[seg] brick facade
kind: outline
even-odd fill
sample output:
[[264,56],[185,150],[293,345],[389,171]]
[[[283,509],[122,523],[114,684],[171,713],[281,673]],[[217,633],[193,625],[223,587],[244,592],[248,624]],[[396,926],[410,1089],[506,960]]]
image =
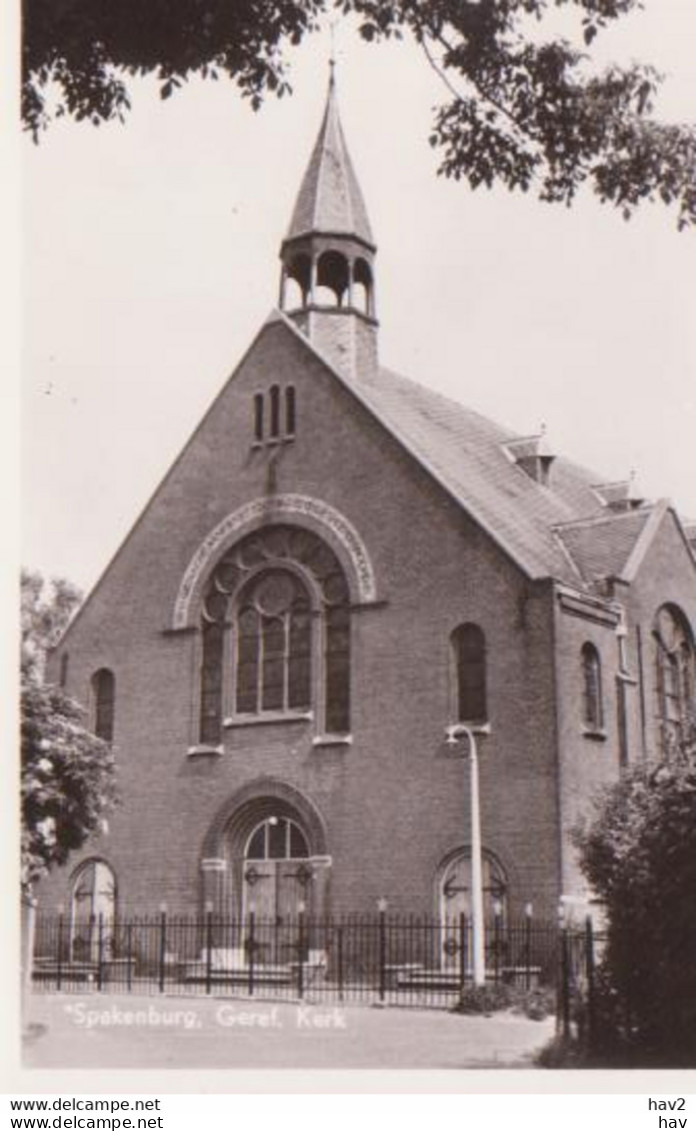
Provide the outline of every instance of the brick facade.
[[[386,898],[394,911],[439,914],[444,862],[470,842],[464,743],[453,752],[445,739],[456,721],[450,637],[473,623],[485,636],[491,728],[479,739],[484,848],[510,914],[532,903],[553,917],[561,895],[584,893],[570,830],[619,773],[617,679],[629,760],[657,754],[652,625],[664,602],[696,624],[693,553],[663,508],[630,578],[619,570],[598,587],[554,533],[571,503],[577,519],[586,507],[601,512],[585,473],[551,466],[546,485],[546,465],[543,482],[529,474],[533,443],[524,470],[496,426],[458,416],[464,410],[442,398],[423,407],[430,394],[377,369],[376,324],[362,315],[293,319],[275,315],[261,329],[51,657],[56,680],[69,657],[67,690],[86,704],[93,674],[114,673],[122,802],[108,831],[42,885],[42,904],[69,905],[71,877],[95,857],[113,869],[124,907],[189,912],[223,889],[227,898],[244,882],[221,863],[236,816],[251,828],[254,813],[262,820],[275,807],[307,837],[315,909],[366,912]],[[294,389],[294,433],[281,425],[259,439],[255,398],[267,405],[273,386],[281,405]],[[315,656],[313,717],[232,718],[219,747],[206,746],[205,586],[228,549],[279,522],[318,535],[345,574],[350,735],[323,733]],[[233,632],[228,625],[228,648]],[[597,649],[603,682],[602,733],[592,735],[583,726],[585,643]]]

■ EXERCISE BRIEF
Repeat the entries exactly as they are given, leaving out each image.

■ OUTPUT FOR THIS EXERCISE
[seg] brick facade
kind: outline
even-odd fill
sample output:
[[264,56],[185,150],[293,345],[389,171]]
[[[283,509],[122,523],[114,684],[171,713],[281,673]],[[217,633],[193,625],[223,587],[244,592],[248,624]],[[396,926],[410,1089],[506,960]]]
image =
Provide the outline of every instance of the brick facade.
[[[386,898],[394,911],[439,914],[444,862],[470,842],[464,743],[453,752],[445,739],[456,721],[450,637],[473,623],[485,636],[491,728],[479,739],[484,848],[510,914],[532,903],[553,917],[561,895],[584,893],[570,830],[619,773],[617,679],[629,760],[657,754],[652,625],[664,602],[696,624],[693,553],[663,508],[630,578],[619,570],[598,587],[554,533],[571,503],[577,519],[586,507],[601,512],[585,473],[551,466],[546,485],[546,465],[543,482],[529,474],[533,443],[524,470],[496,426],[458,416],[464,410],[442,398],[423,407],[430,394],[377,369],[376,324],[362,315],[293,319],[275,315],[261,329],[51,657],[56,680],[69,657],[67,690],[86,704],[93,674],[114,673],[122,802],[108,831],[42,885],[42,904],[69,905],[71,877],[95,857],[113,869],[124,907],[189,912],[223,889],[227,898],[244,882],[221,863],[236,816],[251,828],[254,813],[262,820],[275,807],[307,837],[315,909],[366,912]],[[294,389],[294,433],[281,425],[259,439],[255,398],[267,405],[273,386],[281,405]],[[315,656],[313,717],[232,718],[219,747],[206,746],[205,586],[228,549],[279,522],[318,535],[345,574],[350,735],[323,733]],[[233,632],[228,625],[228,648]],[[597,649],[603,682],[602,733],[592,735],[583,726],[585,643]]]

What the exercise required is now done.